◆ Extract
#####

Good Math Problems

Disp “Riemann Sums” — Programming the TI-83/84

I just finished teaching Riemann Sums, using the patented Shah Technique. I’ve always had my kids enter a program in their calculator which automatically does Left Handed and Right Handed Riemann Sums (actually it also can do midpoint!). And last year we used this program to estimate how the number of rectangles was related to the error to the true area. (That came out of me just playing around.)

The program we enter is here:

(If you want to use this, this is what you need to know. If you want the Riemann Sum of 20 left handed rectangles of y=\sqrt{x} from [2, 14], you enter A=2, B=14, N=20, and R=0. If you want right handed rectangles, you enter R=1.)

This year I decided to not go into the whole error thing like I did last year. This year I wanted students to really and more fully understand how the program worked. I always explained it, but I never really was convinced that they got it. Me up there lecturing how the program worked wasn’t really effective. So I whipped up this worksheet.

#####

◆ Data records
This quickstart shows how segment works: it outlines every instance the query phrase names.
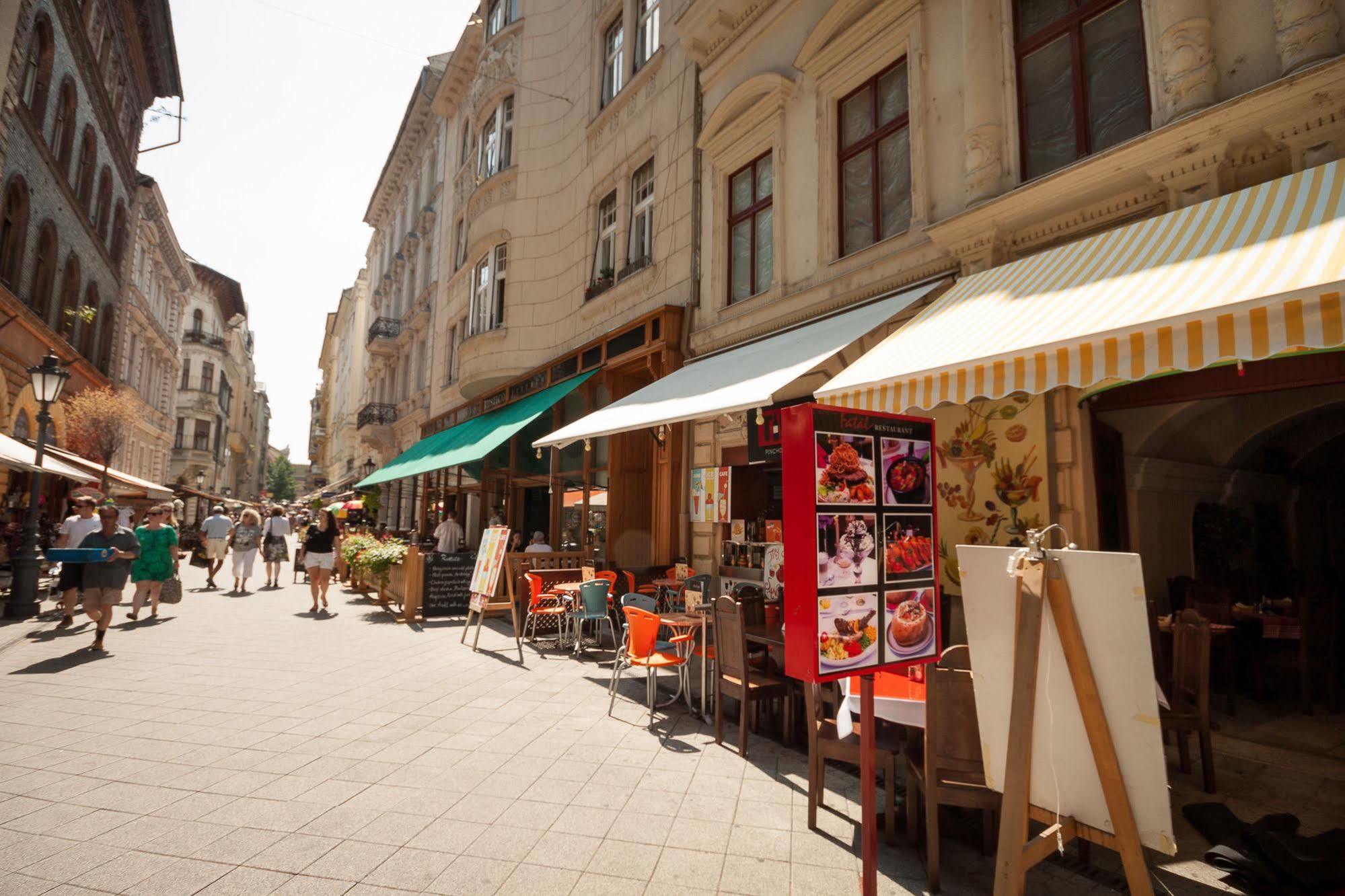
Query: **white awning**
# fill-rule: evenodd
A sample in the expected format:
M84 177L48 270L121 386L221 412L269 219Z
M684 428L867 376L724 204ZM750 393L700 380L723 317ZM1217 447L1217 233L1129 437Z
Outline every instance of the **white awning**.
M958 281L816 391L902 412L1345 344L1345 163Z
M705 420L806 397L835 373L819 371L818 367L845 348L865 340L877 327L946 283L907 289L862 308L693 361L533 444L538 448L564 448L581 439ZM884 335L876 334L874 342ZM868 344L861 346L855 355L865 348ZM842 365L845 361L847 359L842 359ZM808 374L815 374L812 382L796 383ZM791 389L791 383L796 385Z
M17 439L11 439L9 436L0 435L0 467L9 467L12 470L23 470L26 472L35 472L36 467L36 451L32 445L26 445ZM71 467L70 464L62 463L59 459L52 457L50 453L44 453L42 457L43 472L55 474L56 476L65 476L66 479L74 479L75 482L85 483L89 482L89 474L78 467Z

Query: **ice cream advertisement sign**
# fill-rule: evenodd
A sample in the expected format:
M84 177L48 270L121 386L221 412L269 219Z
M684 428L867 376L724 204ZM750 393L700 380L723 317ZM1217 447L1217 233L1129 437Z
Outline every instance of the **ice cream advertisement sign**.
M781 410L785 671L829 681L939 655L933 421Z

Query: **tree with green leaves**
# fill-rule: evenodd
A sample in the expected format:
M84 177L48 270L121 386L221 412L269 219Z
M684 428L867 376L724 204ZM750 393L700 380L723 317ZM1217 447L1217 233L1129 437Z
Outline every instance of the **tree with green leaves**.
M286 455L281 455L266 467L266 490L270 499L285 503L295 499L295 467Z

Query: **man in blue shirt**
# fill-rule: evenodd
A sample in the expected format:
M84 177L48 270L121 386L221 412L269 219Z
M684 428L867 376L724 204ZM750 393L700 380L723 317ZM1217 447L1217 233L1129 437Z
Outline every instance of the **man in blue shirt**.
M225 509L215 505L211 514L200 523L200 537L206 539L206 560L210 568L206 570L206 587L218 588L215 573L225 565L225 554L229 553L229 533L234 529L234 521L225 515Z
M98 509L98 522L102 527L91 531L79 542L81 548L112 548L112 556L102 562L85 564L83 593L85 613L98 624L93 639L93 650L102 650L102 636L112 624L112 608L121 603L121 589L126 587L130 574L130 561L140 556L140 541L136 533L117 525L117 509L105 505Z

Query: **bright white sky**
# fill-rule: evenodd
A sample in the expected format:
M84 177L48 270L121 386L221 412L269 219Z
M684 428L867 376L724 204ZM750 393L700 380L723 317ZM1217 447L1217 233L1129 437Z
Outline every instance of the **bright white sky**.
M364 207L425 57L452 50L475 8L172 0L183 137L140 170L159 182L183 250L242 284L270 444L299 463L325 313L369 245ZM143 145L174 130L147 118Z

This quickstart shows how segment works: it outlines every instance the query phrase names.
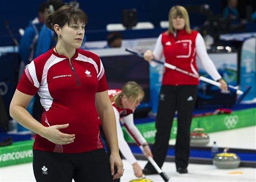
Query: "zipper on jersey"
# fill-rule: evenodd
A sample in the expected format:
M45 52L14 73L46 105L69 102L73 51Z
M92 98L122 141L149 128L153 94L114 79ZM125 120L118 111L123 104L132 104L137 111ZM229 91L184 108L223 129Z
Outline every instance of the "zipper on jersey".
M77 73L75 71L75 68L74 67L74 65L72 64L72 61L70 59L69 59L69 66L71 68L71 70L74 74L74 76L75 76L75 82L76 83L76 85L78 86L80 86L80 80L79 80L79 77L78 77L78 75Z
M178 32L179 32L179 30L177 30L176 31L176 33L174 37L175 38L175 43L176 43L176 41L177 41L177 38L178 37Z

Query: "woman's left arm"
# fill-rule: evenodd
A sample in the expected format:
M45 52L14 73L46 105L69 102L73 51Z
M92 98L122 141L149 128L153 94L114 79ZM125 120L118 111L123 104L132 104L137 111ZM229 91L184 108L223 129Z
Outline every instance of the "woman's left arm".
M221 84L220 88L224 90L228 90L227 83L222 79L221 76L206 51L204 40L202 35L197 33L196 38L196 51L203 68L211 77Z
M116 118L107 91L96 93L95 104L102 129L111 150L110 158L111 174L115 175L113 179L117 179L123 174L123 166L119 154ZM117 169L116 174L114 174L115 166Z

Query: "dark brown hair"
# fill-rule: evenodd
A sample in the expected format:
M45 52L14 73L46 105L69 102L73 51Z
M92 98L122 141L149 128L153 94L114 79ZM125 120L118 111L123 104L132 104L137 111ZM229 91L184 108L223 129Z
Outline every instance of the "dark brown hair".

#####

◆ Challenges
**A)** According to the post on Riemann Sums, what value of R should be entered to get right handed rectangles?
**B)** Write out the passage of the Riemann Sums post from "(If you want" up to and including "up this worksheet.".
**C)** Go on with the post on Riemann Sums from the point where it stops.
The lines were gathered from a separate source and have no connection to the post on Riemann Sums.

◆ Responses by task
**A)** R=1

**B)**
(If you want to use this, this is what you need to know. If you want the Riemann Sum of 20 left handed rectangles of y=\sqrt{x} from [2, 14], you enter A=2, B=14, N=20, and R=0. If you want right handed rectangles, you enter R=1.)

This year I decided to not go into the whole error thing like I did last year. This year I wanted students to really and more fully understand how the program worked. I always explained it, but I never really was convinced that they got it. Me up there lecturing how the program worked wasn’t really effective. So I whipped up this worksheet.

**C)**
I tried to do less talking and them do more thinking (in pairs). I felt like there were a number of students who had this “OMG!” and “this is crazy” moments. Some were awed that the program worked and it gave them the answers we had been calculating by hand. Some had this amazing moment when they figured out what the variable S stood for — and how it actually calculated the Riemann Sum. And my favorite was when a couple students figured out how the R variable worked — and why R=0 gave left handed rectangles, and R=1 gave right handed rectangles.

I really enjoyed this. I think the worksheet could be tweaked to be clearer, but it’s something I see myself doing again. Well, I guess I will be doing it again tomorrow with the other calculus class. But I mean: next year.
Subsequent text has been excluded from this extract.